**What to do:** Transcribe exactly the lines from the one containing "As a warehouse robot's perception module, locate patch" through the end of the entries, including both the first and the last, and nothing else.

* * * * * * *

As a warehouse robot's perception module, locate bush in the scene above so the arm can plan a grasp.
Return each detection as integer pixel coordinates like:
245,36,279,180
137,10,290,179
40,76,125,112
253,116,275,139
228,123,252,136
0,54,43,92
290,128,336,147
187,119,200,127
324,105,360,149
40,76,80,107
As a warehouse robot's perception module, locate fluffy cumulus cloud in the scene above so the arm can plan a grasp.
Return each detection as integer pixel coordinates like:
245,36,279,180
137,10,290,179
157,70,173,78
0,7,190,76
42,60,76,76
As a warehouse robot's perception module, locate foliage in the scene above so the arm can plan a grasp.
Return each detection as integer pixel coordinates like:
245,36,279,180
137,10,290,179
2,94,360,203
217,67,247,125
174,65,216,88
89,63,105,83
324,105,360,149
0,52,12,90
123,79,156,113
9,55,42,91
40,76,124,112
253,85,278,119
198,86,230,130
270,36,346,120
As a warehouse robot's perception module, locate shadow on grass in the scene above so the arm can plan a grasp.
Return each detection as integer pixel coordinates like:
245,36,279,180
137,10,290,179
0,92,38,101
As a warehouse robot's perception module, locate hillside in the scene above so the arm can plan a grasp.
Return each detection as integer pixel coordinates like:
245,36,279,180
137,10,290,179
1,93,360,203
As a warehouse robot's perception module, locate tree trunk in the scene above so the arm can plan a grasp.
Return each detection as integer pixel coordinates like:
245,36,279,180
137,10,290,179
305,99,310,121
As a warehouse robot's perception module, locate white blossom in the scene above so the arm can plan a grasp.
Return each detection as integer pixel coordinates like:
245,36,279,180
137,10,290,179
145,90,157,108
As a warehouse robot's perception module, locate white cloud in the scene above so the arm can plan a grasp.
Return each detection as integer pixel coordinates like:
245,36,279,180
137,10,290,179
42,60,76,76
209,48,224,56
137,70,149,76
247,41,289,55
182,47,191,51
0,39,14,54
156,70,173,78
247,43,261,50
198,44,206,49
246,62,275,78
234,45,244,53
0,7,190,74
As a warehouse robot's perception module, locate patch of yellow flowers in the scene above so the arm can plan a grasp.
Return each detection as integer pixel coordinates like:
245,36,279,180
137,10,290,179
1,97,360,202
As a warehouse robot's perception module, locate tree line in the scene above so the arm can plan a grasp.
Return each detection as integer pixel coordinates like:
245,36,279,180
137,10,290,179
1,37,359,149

* * * * * * *

**Output for this exercise:**
As a warehouse robot's perception module, locate patch of yellow flowers in the scene above so the arm can plan a grasp.
Return each detection as integer pixel coordinates like:
245,36,279,180
137,10,290,179
1,97,360,202
As a warehouse robot's perception module, locate tree line in the scene above so the arm can plan a grasp.
Return each detection as integer pixel coordinates like:
245,36,279,180
137,10,290,179
1,37,359,149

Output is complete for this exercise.